Exercise objective:
Rewrite the material below, replacing each "Solution" with "Answer" and changing nothing else.

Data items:
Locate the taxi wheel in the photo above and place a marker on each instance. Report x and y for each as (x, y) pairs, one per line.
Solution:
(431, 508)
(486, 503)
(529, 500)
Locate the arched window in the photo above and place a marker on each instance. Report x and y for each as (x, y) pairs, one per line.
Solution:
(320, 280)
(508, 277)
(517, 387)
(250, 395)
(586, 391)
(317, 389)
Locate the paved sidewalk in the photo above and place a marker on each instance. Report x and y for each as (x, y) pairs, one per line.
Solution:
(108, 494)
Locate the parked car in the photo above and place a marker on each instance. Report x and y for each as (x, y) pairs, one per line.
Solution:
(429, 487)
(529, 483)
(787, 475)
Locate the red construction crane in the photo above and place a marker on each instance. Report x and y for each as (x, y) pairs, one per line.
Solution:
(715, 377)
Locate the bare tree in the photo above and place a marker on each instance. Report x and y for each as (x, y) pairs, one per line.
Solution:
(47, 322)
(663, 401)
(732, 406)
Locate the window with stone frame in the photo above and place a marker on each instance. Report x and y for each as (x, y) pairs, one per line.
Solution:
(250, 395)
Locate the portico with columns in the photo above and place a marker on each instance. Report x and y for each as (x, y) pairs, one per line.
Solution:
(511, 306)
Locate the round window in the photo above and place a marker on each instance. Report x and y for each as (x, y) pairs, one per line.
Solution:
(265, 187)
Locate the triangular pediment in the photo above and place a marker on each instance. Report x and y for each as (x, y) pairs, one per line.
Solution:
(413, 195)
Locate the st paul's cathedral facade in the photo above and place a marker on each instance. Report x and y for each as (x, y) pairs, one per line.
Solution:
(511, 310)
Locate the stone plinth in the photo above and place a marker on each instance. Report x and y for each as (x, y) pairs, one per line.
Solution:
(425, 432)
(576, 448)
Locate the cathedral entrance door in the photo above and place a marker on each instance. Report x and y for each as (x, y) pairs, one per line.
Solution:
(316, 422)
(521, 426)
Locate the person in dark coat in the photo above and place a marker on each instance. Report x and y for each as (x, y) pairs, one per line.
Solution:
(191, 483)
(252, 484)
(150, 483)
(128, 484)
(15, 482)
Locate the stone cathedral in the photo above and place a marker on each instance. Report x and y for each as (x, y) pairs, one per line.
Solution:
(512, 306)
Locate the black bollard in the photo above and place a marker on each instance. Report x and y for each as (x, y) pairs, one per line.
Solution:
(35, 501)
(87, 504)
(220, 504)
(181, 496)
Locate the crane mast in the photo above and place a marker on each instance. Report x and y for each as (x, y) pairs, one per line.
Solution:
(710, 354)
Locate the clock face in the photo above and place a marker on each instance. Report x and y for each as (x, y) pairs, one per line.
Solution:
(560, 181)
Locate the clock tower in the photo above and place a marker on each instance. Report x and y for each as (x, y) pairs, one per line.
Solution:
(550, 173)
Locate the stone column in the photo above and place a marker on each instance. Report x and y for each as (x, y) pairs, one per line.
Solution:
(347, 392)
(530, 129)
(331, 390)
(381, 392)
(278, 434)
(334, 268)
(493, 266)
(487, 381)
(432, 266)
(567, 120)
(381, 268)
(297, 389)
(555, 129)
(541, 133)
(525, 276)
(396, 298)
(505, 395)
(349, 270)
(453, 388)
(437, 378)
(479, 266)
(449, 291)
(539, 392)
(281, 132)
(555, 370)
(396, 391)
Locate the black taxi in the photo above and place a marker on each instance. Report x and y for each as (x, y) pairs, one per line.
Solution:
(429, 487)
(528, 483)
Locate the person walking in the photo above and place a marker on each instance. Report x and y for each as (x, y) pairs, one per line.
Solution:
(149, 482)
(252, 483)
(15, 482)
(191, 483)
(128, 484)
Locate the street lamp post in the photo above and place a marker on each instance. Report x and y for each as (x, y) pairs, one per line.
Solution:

Result of this exercise:
Locate the taxi wheel in the photo above and place a marker on each instance. Report x and y for each as (x, y) pairs, one per line.
Answer:
(431, 508)
(486, 503)
(529, 500)
Locate the arched window in the photo above and place a marker on each instance. Report x and y for each as (x, y) pairs, one per line.
Answer:
(320, 280)
(508, 277)
(517, 387)
(250, 395)
(586, 391)
(317, 389)
Locate the paved sidewalk in the photo above and place a marker on each instance. Report x and y for each as (x, y) pairs, one per line.
Answer:
(108, 494)
Locate the parked car in the photo above and place a marker on each instance. Report x and y for each as (x, y) pairs, one per line.
Answer:
(429, 487)
(529, 483)
(787, 475)
Locate the red construction crane in the photo above and place a marker on each instance. Report x and y for each as (x, y) pairs, one per line.
Answer:
(715, 377)
Locate the bare tree in the photo above and place a marker on each instance. Report x and y for each as (x, y) pairs, one per line.
Answer:
(47, 322)
(663, 401)
(732, 406)
Locate the window with stone frame in the photo above and place a marker on each instance. Report x and y for each as (x, y) pairs, one per line.
Answer:
(250, 395)
Locate the portico with columns in the photo above and place a marker on each instance. Report x and y for each as (x, y) pairs, one per line.
Answer:
(511, 306)
Locate the round window in the photo above and place a marker on each instance. Report x and y for each as (x, y) pairs, one per line.
Answer:
(265, 187)
Locate the triangular pediment in the photo above and place a marker on each instance. Report x and y for each as (x, y) pairs, one per line.
Answer:
(413, 195)
Locate the st paul's cathedral facade in the photo above and place a marker on each instance. Report x and y for each as (x, y) pairs, one per line.
Answer:
(511, 310)
Locate the stone plinth in the photo above and place a marker on each instance. Report x and y for each as (x, y) pairs, one per line.
Answer:
(425, 432)
(576, 448)
Locate the cathedral entrance door in the photo above and place a marker on each instance. Report x and y for each as (x, y) pairs, one per line.
Answer:
(316, 422)
(521, 426)
Locate the person in dark coat in the photo above and place a marker on each instance. Report x and y for each as (x, y) pairs, one per line.
Answer:
(191, 483)
(252, 484)
(150, 483)
(128, 484)
(15, 482)
Locate the stone cathedral in the photo above and place a marker on each instance. Report x and y for each as (x, y) pairs, one per line.
Answer:
(512, 306)
Locate the black bollard in the photo above and place a marker on each instance. Report x and y for each as (x, y) pairs, one per line.
Answer:
(35, 501)
(87, 504)
(220, 504)
(181, 496)
Locate the crane mast in the photo above and place a marker on each instance. Report x and y for each as (x, y) pairs, one per line.
Answer:
(710, 354)
Locate the clock face in the photo above and place a marker on each instance. Report x and y for each as (x, y) pairs, one per line.
Answer:
(560, 181)
Locate the clock tower in the photo above and place a marker on each instance. Report x and y for each as (x, y) pairs, one per line.
Answer:
(550, 173)
Locate the stone column in the photo above and place a marker on each instance. Report x and y for each as (x, y) pairs, one per line.
Answer:
(347, 392)
(530, 129)
(331, 390)
(381, 392)
(278, 434)
(334, 268)
(493, 266)
(487, 381)
(432, 266)
(567, 120)
(381, 268)
(297, 389)
(555, 129)
(541, 133)
(525, 276)
(396, 298)
(505, 395)
(349, 270)
(453, 388)
(437, 378)
(479, 266)
(449, 291)
(539, 392)
(281, 132)
(555, 370)
(396, 391)
Locate the black taxi in the photo above and place a marker on each instance. Report x and y for each as (x, y) pairs, one per line.
Answer:
(429, 487)
(528, 483)
Locate the person walking in the photo above and place a marker on each instance. Report x and y for each as (x, y) pairs, one per line.
Answer:
(149, 482)
(252, 483)
(15, 482)
(191, 483)
(128, 484)
Locate the street lamp post in the photo above and place a marker on each instance. Report x and y for each as (x, y) pairs, one per line.
Answer:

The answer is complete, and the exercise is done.